TO DO:
(a) Answer these three questions from the GPT-2 blog post:
(i) Which model did the author use?
(ii) What size of that model, in parameters, did the author choose?
(iii) Where did the tournament in the first generated passage rank in history by size?
(b) Render this sentence from the GPT-2 blog post in Spanish: "It was a great bonding experience, one that I would highly recommend."
(c) Please extend the GPT-2 blog post, picking up right after its final sentence.

TEXT EXCERPT:
A Monster Is Born

Published in Computer Science / Blogging - 5 mins to read

After yesterday’s talk of endless disco, today I am happy to be able to share some of my first artifically generated blog posts - I am not yet ready to label them as “art”, but I think they’re pretty interesting nonetheless. The model I used was gpt-2-simple and I followed the process described in this blog post by Max Woolf, and the dataset used was the posts on this very site, which I extracted and cleaned using this python script. GPT-2 produces such convincing results that its creators decided not to release the full version, lest it be used for evil, hence the “simple”, and I used the 355 million parameter version, seemingly the biggest possible without requiring specialised hardware (GPT-3 has 175 billion parameters, for reference). For the first run I did 15000 steps, although this isn’t really necessary, for my dataset of ~215k tokens it appeared to reach convergence after around 4000 steps.

And if you didn’t care about any of that, here are some of the edited highlights from my trial run with the model. Bearing in mind I think there is room for meaningful finetuning and improvement, how plausible do you think it is that I penned these myself (or alternately myself after several pints)?

I’ve been doing a fair bit of this aforementioned searching this week, and I found this article, which mentioned that the tournament in question had already been announced. It was the 32nd largest tournament in history, so of course it had an equal or greater prize purse than the men’s event, and that’s what made it so special. I felt a sense of fraternity with my teammates, a feeling that we are all brothers and this tournament meant a lot to me. It was a great bonding experience, one that I would highly recommend.

One of the most talked about downsides to prolonged success is that it requires the user to continually re-learn how the system works, so it is difficult to overcome. Lazy loading means absorbing data before it has been expended, a skill that will have a meaningful crossover to other language family units at some point. For instance, in C#, you can imagine how frustrating this can be - luckily there is a very obvious way around it, but there are several competing philosophies to consider, and many people have embraced the fact that skill builds into the language rather than be trapped in a cycle of dependency.

I laughed a lot, and I don’t think this characterisation of the character of the film is one I would normally ally myself with. She is not a selfish take on the character of an archetypal 1950s suburbanite - instead, she is a take on the character of an adult woman who has had sex with another man, and it has permanently changed her life. The novel’s thesis is that modern feminism has displaced the men she has had sex with, and given rise to their modern offspring. She has tried to distance herself from these men, she doesn’t want to be associated with them, because she doesn’t want them to hurt her, they should be contributing to the wider community rather than being existential monsters.

DATA:
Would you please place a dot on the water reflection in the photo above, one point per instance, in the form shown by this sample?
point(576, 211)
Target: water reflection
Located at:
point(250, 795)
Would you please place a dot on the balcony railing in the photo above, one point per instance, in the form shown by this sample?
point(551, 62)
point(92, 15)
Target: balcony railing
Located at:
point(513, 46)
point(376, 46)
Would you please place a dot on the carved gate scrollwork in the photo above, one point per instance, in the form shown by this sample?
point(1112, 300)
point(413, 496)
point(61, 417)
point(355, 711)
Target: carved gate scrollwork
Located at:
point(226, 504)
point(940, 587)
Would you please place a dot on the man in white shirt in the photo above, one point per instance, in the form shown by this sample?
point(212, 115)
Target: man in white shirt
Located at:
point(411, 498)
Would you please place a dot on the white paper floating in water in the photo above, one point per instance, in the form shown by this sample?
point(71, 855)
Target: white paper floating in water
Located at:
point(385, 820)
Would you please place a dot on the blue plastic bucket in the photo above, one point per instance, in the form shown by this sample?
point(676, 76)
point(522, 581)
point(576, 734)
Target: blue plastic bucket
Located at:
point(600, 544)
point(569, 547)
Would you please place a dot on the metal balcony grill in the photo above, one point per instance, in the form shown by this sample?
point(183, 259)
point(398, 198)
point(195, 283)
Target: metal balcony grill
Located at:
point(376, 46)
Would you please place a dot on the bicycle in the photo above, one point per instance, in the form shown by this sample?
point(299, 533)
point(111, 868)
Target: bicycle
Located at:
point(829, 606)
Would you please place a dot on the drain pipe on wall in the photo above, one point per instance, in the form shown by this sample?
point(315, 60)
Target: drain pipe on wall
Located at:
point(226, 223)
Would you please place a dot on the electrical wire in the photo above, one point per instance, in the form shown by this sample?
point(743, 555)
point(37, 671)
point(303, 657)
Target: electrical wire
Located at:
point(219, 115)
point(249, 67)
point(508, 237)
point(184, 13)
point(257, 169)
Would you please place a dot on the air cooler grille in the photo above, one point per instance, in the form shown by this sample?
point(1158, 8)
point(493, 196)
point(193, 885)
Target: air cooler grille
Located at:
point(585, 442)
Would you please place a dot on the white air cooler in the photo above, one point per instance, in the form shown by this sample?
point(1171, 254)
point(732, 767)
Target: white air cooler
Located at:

RESULTS OF THE TASKS:
(a)
(i) gpt-2-simple
(ii) The 355 million parameter version
(iii) It was the 32nd largest tournament in history.

(b) Fue una gran experiencia para estrechar lazos, una que recomendaría mucho.

(c)
I think a lot of people probably experience something similar to me, and are occasionally referred to as “lucky”. I personally always seem to set the bar very, very low for myself in terms of expectations and self esteem, and believe that anyone who set a goal in that direction is extremely likely to be disappointed. While I have never set or maintained a meaningful expectation of success, it seems reasonable to assume that I would not be disappointed by anyone who set themselves the challenge and achieved what I set out to do. As we all know, setting lofty, impossible-to-revise goals is a recipe for failure.

The point is, I am not into music per se, I mostly listen to bands who make music because they make fun, or because they have some kind of social media following. I am not into the whole EDM (electronic dance music) thing, or even EDM (edm, emo etc). I am into ASMR (anthro, borderline autistic sexual fetish) or whatever-the-fuck-its-called instead.

I am kinda selfish about a lot of things. I don’t tell people I have borderline personality disorder because I’m worried that people will confuse it with dissociative identity disorder, think I am somehow normal, and then treat me completely differently. I don’t tell people I have borderline because I’m worried that people will confuse it with dissociative identity disorder, think I am somehow too emotional to express myself. I don’t tell people I have borderline because I’m worried that people will confuse it with dissociative identity disorder, think I am too much of an emotional child to express myself.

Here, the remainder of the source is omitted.